*WHAT IS ASKED:* Could you print, word for word, everything from the line containing "Where can the green" down to the end of the rows below, including both of those ends?

*RAW RECORDS:*
____________

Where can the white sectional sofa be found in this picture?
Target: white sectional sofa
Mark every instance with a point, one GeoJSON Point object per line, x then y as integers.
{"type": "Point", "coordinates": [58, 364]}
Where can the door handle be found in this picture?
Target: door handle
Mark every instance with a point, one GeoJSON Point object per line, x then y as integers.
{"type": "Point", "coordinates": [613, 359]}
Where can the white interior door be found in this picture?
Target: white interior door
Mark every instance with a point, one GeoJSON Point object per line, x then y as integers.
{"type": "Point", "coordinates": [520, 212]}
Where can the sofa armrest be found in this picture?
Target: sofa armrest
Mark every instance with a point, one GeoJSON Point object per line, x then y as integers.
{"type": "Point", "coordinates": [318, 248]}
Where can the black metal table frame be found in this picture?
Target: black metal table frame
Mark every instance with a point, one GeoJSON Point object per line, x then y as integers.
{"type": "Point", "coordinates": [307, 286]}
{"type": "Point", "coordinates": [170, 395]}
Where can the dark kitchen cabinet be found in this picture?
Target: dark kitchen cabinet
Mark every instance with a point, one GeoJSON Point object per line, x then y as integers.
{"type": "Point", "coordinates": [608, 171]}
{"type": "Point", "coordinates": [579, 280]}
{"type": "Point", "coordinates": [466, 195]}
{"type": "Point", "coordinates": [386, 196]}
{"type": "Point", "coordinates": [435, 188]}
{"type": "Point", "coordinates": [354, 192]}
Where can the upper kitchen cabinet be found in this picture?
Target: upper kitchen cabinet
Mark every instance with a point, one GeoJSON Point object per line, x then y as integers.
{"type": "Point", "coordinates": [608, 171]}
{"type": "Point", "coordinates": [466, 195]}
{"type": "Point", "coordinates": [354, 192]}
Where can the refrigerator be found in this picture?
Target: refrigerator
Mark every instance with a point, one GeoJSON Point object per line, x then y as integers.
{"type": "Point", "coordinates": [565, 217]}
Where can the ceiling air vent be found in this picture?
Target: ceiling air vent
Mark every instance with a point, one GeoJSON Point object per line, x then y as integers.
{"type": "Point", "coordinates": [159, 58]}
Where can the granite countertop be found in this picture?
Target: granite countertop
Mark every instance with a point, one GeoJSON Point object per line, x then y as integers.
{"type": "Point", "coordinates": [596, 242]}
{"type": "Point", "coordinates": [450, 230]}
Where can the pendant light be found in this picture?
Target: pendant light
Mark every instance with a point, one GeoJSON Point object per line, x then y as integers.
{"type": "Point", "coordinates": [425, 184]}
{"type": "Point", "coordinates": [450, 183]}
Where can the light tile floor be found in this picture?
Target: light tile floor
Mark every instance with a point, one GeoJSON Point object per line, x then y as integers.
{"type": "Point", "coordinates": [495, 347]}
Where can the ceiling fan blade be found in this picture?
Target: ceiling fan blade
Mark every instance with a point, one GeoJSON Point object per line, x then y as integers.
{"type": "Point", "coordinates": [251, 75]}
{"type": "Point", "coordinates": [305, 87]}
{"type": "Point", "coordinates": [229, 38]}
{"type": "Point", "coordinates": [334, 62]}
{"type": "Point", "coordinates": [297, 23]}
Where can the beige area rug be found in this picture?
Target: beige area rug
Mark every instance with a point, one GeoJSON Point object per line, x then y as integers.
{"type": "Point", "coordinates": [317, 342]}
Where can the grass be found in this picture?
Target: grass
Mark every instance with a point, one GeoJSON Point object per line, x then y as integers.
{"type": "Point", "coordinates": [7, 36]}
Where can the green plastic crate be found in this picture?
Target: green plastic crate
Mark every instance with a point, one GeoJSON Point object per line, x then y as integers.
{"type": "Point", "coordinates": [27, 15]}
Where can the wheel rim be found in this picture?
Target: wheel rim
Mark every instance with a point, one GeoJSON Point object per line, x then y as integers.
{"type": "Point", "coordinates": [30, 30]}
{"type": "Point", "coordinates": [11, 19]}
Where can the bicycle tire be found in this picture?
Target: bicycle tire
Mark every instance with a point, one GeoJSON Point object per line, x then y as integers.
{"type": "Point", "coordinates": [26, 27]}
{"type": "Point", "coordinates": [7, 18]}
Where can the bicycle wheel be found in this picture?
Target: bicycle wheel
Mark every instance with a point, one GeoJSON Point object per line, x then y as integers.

____________

*EXERCISE RESPONSE:*
Where can the green plastic crate be found in this picture?
Target: green plastic crate
Mark every instance with a point, one GeoJSON Point object per line, x then y as integers.
{"type": "Point", "coordinates": [27, 15]}
Where can the wheel rim be found in this picture?
Target: wheel rim
Mark every instance with a point, one GeoJSON Point object per line, x then y as integers.
{"type": "Point", "coordinates": [30, 30]}
{"type": "Point", "coordinates": [11, 19]}
Where can the bicycle tire be found in this picture?
Target: bicycle tire
Mark every instance with a point, one GeoJSON Point object per line, x then y as integers.
{"type": "Point", "coordinates": [26, 27]}
{"type": "Point", "coordinates": [7, 18]}
Where can the bicycle wheel be found in this picture?
Target: bicycle wheel
Mark every instance with a point, one GeoJSON Point object per line, x then y as integers.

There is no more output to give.